TEXT BLOCK:

━━━━━━━━━━━━━━━━

4.3.5. Algorithm-Specific Analysis Protocol
- Convergence Metrics: Episodes to 90%/95% performance, stability coefficient (variance in final 50 episodes)—quantifying both learning efficiency and policy robustness.
- Exploration-Exploitation: Policy entropy H(π) = −Σ π(a|s) log π(a|s) for diversity assessment—tracking exploration behavior throughout training.
- Comparative Framework: Pairwise comparisons with Bonferroni correction for multiple testing (α’ = 0.05/7 = 0.007), algorithmic family analysis (traditional vs. single-objective RL vs. evolutionary vs. MORL), and entropy regularization impact (comparing SAC with/without temperature tuning).
4.3.6. Experimental Protocol
- Baseline Evaluation: 30 independent runs per baseline algorithm under identical environmental conditions with synchronized random seeds (seeds 1–30).
- MORL Training: 200 episodes with comprehensive performance tracking and intermediate checkpoints saved every 20 episodes for convergence analysis.
- Final Evaluation: 50 episodes of the trained MORL agent with statistical monitoring using held-out evaluation scenarios (different random seeds 1000–1050).
- Statistical Analysis: Comprehensive comparison with effect sizes, confidence intervals, and power analysis following APA reporting guidelines.
- Convergence and Stability Analysis: Learning curve analysis, stability assessment (coefficient of variation < 0.20) in final 50 training episodes, and algorithmic pattern identification via qualitative trajectory visualization.
- Independent Validation: Cross-verification of all statistical results using multiple computational methods with blinded recalculation by independent researcher to prevent confirmation bias.

━━━━━━━━━━━━━━━━

GIVEN RECORDS:
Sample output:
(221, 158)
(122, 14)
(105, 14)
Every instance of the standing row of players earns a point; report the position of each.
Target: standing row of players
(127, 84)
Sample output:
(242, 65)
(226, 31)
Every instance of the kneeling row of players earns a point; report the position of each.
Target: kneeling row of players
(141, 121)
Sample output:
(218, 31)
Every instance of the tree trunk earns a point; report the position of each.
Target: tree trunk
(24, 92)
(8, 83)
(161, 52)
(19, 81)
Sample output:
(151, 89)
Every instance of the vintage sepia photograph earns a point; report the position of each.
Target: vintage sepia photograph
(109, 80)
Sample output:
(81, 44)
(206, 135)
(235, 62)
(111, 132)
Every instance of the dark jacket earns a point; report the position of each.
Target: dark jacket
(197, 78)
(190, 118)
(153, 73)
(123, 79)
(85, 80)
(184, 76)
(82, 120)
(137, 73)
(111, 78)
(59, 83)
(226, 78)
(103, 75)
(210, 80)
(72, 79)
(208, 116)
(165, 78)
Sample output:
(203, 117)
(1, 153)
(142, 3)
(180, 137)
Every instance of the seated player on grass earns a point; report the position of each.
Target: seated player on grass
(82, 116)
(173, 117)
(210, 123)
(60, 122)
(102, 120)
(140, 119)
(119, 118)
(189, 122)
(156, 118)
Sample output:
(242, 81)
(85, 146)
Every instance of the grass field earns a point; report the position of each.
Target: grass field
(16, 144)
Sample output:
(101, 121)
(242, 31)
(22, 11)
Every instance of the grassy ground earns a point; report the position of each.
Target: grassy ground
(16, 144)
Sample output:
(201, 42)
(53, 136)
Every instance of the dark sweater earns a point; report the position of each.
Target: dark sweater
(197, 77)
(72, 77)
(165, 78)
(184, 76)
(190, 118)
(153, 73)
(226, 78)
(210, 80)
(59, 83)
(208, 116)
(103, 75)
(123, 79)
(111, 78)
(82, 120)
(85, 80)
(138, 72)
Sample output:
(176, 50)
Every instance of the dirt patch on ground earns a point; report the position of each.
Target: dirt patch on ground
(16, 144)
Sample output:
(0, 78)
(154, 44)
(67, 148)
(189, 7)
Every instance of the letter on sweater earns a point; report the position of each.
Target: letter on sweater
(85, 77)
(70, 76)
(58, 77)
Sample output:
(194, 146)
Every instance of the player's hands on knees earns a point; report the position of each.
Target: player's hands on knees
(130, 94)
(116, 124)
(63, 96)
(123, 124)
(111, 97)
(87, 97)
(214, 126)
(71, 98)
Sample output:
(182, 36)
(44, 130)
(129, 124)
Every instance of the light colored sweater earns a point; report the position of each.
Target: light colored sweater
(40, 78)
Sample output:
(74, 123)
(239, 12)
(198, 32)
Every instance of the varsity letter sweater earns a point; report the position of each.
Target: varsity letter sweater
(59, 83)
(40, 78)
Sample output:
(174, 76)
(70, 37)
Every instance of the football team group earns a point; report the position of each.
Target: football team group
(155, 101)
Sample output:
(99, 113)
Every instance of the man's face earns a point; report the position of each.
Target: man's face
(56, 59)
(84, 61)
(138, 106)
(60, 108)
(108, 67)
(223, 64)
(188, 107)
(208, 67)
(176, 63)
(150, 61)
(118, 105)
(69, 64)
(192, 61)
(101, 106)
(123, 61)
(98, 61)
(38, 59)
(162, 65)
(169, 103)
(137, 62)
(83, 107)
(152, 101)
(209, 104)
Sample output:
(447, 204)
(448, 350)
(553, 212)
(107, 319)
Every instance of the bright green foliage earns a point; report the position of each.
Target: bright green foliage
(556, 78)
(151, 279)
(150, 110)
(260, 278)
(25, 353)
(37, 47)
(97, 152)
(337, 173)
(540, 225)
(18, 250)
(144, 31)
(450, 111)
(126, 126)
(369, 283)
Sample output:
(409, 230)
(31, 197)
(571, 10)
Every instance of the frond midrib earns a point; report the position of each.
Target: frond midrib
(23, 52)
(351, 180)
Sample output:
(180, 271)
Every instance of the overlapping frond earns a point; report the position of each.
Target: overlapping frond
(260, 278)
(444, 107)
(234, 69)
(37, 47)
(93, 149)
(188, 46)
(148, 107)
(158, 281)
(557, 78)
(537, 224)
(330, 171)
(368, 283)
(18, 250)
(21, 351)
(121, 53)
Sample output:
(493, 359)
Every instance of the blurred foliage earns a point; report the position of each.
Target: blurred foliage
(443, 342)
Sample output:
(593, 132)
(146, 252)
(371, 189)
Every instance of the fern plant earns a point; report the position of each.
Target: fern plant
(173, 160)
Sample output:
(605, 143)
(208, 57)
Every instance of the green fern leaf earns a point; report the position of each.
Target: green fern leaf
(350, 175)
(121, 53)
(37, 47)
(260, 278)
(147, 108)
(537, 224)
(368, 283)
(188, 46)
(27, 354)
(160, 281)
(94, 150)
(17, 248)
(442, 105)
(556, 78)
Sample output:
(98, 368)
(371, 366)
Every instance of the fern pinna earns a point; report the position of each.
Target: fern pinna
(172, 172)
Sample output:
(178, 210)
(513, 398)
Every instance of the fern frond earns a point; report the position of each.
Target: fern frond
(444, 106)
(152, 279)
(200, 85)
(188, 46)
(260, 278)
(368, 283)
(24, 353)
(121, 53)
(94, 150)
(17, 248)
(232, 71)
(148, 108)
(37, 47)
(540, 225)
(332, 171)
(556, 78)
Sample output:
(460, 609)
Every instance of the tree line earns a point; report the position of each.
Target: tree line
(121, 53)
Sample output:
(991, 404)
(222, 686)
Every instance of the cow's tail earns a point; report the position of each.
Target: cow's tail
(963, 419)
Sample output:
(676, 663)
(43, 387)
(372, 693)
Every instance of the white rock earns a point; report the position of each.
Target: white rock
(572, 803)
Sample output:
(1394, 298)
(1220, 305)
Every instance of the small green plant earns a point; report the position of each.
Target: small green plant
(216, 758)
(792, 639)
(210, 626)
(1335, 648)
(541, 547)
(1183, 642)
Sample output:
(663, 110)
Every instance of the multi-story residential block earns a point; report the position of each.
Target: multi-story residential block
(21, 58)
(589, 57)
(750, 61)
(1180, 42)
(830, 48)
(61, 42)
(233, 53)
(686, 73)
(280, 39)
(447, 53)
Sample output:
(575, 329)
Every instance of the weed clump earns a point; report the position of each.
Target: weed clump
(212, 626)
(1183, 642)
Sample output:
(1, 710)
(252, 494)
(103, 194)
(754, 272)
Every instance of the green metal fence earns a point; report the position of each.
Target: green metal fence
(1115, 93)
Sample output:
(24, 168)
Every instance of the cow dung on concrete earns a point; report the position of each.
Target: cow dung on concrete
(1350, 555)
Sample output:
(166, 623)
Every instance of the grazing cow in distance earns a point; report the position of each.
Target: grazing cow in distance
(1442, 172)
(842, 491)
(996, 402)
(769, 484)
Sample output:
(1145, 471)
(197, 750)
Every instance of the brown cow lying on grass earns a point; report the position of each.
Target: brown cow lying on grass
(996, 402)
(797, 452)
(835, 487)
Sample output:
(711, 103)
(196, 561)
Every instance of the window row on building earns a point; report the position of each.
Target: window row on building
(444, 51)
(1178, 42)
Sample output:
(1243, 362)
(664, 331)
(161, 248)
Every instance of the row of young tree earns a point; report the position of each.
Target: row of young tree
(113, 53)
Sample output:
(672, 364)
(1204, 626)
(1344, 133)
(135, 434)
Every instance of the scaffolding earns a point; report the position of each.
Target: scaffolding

━━━━━━━━━━━━━━━━

PROMPT 1:
In the reinforcement learning evaluation text, how often are intermediate checkpoints saved during MORL training?
PROMPT 2:
Carry on the reinforcement learning evaluation text from the point where it ends.
The data has nothing to do with the reinforcement learning evaluation text.

FINAL ANSWER 1:
Every 20 episodes.

FINAL ANSWER 2:
5. Experimental Results
5.1. Baseline Algorithm Performance
5.1.1. Multi-Objective Framework Justification
- Real-Time Adaptability: Single-objective SAC requires 4–6 h of complete retraining when production priorities change (e.g., from throughput maximization to energy optimization). APO-MORL enables instantaneous adaptation through preference weight adjustment (<50 ms latency), eliminating retraining downtime entirely.
- Regulatory Compliance: Manufacturing standards mandate simultaneous optimization of quality, environmental, and safety objectives. Single-objective methods optimizing exclusively for one metric cannot satisfy these multi-dimensional regulatory requirements.
- Trade-Space Coverage: APO-MORL discovers multiple Pareto-optimal policies (n = 48) spanning diverse operational trade-offs, enabling operators to select context-appropriate solutions without retraining. Single-objective approaches provide only one extreme solution per training cycle. These operational capabilities justify the multi-objective approach for dynamic manufacturing environments where adaptability and compliance are essential.
5.1.2. Hypervolume Metrics
- Mean hypervolume: 0.0760 (highest among all methods).
- Standard deviation: 0.0150 (lowest variability).
- Coefficient of variation: 19.7% (most consistent).
- Minimum performance: 0.0525 (exceeds mean of 5 baselines).
- Maximum performance: 0.1111 (highest peak performance observed).
5.2. Convergence Analysis
- 90% Performance: Achieved at episode ~150 (15,000 environment steps).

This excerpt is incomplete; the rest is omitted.